**Exercise instructions:**
Exact repetition of the data is the whole task.

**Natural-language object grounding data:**
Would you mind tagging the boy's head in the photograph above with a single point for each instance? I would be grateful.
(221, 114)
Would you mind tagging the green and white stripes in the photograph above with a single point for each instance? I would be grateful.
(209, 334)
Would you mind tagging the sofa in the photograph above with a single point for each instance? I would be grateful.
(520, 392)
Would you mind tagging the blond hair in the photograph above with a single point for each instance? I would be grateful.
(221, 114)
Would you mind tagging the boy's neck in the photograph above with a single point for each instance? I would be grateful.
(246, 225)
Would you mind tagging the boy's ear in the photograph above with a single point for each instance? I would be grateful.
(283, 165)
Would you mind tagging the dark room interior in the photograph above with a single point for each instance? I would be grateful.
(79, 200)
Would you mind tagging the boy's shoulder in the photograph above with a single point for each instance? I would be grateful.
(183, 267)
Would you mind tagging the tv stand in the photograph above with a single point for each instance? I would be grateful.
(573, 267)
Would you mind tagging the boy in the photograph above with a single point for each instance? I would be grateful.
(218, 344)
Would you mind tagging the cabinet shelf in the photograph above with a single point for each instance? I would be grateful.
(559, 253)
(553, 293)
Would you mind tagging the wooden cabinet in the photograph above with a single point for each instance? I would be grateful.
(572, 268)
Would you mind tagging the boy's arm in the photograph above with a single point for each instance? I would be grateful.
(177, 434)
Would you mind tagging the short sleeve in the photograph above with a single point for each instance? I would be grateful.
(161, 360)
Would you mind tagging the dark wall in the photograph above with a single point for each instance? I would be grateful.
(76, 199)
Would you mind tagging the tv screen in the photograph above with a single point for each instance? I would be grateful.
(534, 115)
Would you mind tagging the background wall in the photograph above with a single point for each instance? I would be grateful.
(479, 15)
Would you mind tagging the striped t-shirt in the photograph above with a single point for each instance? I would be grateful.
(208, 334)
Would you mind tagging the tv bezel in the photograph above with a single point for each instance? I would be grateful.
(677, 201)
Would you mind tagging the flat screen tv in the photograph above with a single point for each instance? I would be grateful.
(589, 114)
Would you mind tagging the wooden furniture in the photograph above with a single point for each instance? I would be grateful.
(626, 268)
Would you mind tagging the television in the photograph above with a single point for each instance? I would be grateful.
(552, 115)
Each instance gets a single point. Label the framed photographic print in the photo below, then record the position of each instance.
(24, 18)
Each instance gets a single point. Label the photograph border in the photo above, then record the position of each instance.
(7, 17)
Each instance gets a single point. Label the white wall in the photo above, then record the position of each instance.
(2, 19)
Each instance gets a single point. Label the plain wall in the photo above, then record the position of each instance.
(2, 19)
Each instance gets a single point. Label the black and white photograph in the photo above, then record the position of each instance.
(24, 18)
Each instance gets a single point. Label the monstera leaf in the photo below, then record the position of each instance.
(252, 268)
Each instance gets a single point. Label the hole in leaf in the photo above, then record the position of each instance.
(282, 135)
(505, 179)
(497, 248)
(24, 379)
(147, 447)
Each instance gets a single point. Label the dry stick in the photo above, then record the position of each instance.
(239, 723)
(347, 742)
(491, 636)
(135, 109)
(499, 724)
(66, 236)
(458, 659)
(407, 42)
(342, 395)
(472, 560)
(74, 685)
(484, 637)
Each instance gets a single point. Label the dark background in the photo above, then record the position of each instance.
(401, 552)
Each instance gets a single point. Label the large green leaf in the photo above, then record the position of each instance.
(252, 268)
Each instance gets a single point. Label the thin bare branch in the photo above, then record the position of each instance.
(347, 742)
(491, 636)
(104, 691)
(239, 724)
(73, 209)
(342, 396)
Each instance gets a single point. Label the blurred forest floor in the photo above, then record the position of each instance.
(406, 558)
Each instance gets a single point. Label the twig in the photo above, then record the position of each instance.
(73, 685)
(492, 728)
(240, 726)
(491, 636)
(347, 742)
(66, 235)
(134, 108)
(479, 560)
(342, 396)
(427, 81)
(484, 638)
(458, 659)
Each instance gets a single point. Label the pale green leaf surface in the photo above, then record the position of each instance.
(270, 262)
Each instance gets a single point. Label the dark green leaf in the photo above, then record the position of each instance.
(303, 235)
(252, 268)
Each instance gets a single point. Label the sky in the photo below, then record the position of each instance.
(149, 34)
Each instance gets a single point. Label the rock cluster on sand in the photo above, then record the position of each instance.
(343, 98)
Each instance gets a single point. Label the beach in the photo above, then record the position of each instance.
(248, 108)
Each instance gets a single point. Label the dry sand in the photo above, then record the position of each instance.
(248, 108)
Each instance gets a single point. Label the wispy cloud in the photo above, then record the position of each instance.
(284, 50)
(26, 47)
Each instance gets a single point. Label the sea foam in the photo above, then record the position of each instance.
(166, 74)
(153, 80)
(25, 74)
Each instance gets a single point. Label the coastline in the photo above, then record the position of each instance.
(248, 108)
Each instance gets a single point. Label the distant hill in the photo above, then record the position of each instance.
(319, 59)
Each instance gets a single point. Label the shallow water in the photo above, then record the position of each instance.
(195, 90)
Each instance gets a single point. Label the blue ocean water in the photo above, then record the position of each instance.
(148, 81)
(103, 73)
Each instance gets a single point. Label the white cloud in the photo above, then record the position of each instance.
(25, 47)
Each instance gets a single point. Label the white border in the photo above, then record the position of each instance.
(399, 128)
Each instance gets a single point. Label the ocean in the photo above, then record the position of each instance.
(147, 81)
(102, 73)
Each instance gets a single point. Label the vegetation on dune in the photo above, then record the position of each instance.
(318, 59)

**Task solution:**
Would you mind tagging the boy's head in the photograph above with a single point for each instance? I would be grateful.
(221, 114)
Would you mind tagging the green and white stripes in the photograph above with a single point for each instance? I would be grateful.
(209, 334)
Would you mind tagging the sofa in the photograph above with a single point for each instance? I would be grateful.
(520, 392)
Would you mind tagging the blond hair in the photograph above with a single point for each instance? I would be grateful.
(221, 114)
Would you mind tagging the boy's neck in the photograph above with a single point for each instance? I would be grateful.
(246, 225)
Would you mind tagging the boy's ear in the photograph above with a single point for each instance? I would be grateful.
(283, 165)
Would you mind tagging the dark room interior in the photograph above with a single point for each instance? I would be grateful.
(79, 200)
Would you mind tagging the boy's shoulder in the photograph above with a single point for each instance? I would be grateful.
(183, 267)
Would you mind tagging the tv stand in the photograph above with a single point for each instance? I would be grateful.
(573, 267)
Would you mind tagging the boy in the photograph above with a single point for each instance? I would be grateful.
(218, 344)
Would you mind tagging the cabinet shelf in the photograph above with a single point for each instance? I would be grateful.
(559, 253)
(553, 293)
Would you mind tagging the wooden cabinet in the photograph above with a single point for each instance? I would be grateful.
(572, 268)
Would you mind tagging the boy's arm in the photograph above with a single point for each instance? I would be grateful.
(177, 434)
Would you mind tagging the short sleeve in the photograph above with a single point for each instance? I would be grateful.
(161, 360)
Would you mind tagging the dark wall in the photograph above with a single point for each instance? I would be grateful.
(76, 199)
Would you mind tagging the tv screen in the photograph above with a single point for each instance? I would be grateful.
(534, 115)
Would you mind tagging the background wall in the photograph above with a single point for each instance? I would be grateful.
(479, 15)
Would you mind tagging the striped t-shirt in the photograph above with a single point for each instance? I would be grateful.
(208, 334)
Would you mind tagging the tv bezel in the photograph above with a single point for each instance? I would be grateful.
(677, 201)
Would you mind tagging the flat screen tv in the photograph above with a single point for each instance? I would be grateful.
(589, 114)
Would you mind tagging the wooden furniture in the photograph above with a single point for each instance? I would be grateful.
(626, 268)
Would you mind tagging the television in the photograph above with a single point for each instance? I would be grateful.
(552, 115)
Each instance gets a single point. Label the framed photographic print in the photo below, then record the position of each instance.
(24, 18)
Each instance gets a single point. Label the photograph border in the photo above, then record the position of each instance.
(7, 17)
Each instance gets a single point. Label the white wall in the photo above, then record the position of each instance.
(2, 19)
Each instance gets a single point. Label the plain wall in the photo above, then record the position of each instance.
(2, 19)
Each instance gets a single point. Label the black and white photograph in the photo above, then record the position of each instance.
(24, 18)
Each instance gets a single point. Label the monstera leaf in the photo below, then record the position of each instance.
(252, 268)
Each instance gets a single point. Label the hole in leaf in the photo above, then record the position of each instance.
(282, 135)
(505, 179)
(497, 248)
(24, 379)
(147, 447)
Each instance gets a single point. Label the dry stick in the photo above, then record the position of each instance.
(239, 723)
(347, 742)
(491, 636)
(135, 109)
(499, 724)
(66, 236)
(458, 659)
(407, 42)
(342, 395)
(472, 560)
(74, 685)
(484, 637)
Each instance gets a single point. Label the dark background in the photo above, then record the position of each instance.
(401, 552)
Each instance gets a single point. Label the large green leaf in the photo above, then record the position of each instance.
(252, 268)
Each instance gets a single point. Label the thin bare branch in the photo above, then record the position of each instance.
(347, 742)
(491, 636)
(104, 691)
(239, 724)
(73, 209)
(342, 396)
Each instance gets a single point. Label the blurred forest floor in the photo above, then record the position of each instance.
(406, 558)
Each instance gets a single point. Label the twig in the photo above, then record the position of each instance.
(73, 685)
(492, 728)
(240, 726)
(491, 636)
(347, 742)
(66, 235)
(134, 108)
(479, 560)
(342, 396)
(427, 81)
(484, 638)
(458, 659)
Each instance gets a single point. Label the pale green leaf surface in the photo above, then record the position of each instance.
(270, 262)
Each instance gets a single point. Label the dark green leaf in the photo above, then record the position of each instance.
(303, 235)
(252, 268)
Each instance gets a single point. Label the sky in the photo below, then record the position of each instance.
(149, 34)
Each instance gets a single point. Label the rock cluster on sand in the photo above, then record the position of each instance.
(343, 98)
Each instance gets a single point. Label the beach in the photo above, then record the position of each instance.
(248, 108)
Each instance gets a single point. Label the dry sand in the photo above, then record the position of each instance.
(248, 108)
Each instance gets a single point. Label the wispy cloud in the photo above, then record the position of each instance.
(284, 50)
(26, 47)
Each instance gets a single point. Label the sea foam in the photo above, then record the position of each instance.
(166, 74)
(153, 80)
(25, 74)
Each instance gets a single point. Label the coastline in the photo above, then record the position of each instance.
(248, 108)
Each instance gets a single point. Label the distant hill in the photo above, then record the position of each instance.
(319, 59)
Each instance gets a single point. Label the shallow water in the photo above, then record the position of each instance.
(195, 90)
Each instance gets a single point. Label the blue ocean water in the photo above, then record the position of each instance.
(148, 81)
(103, 73)
Each instance gets a single point. Label the white cloud in the photo above, then record the position of each instance.
(25, 47)
Each instance gets a single point. Label the white border in the photo above, then record the position of each instance.
(399, 128)
Each instance gets a single point. Label the ocean in the photo above, then record the position of each instance.
(147, 81)
(102, 73)
Each instance gets a single point. Label the vegetation on dune in the photo above, then record the position of each instance.
(318, 59)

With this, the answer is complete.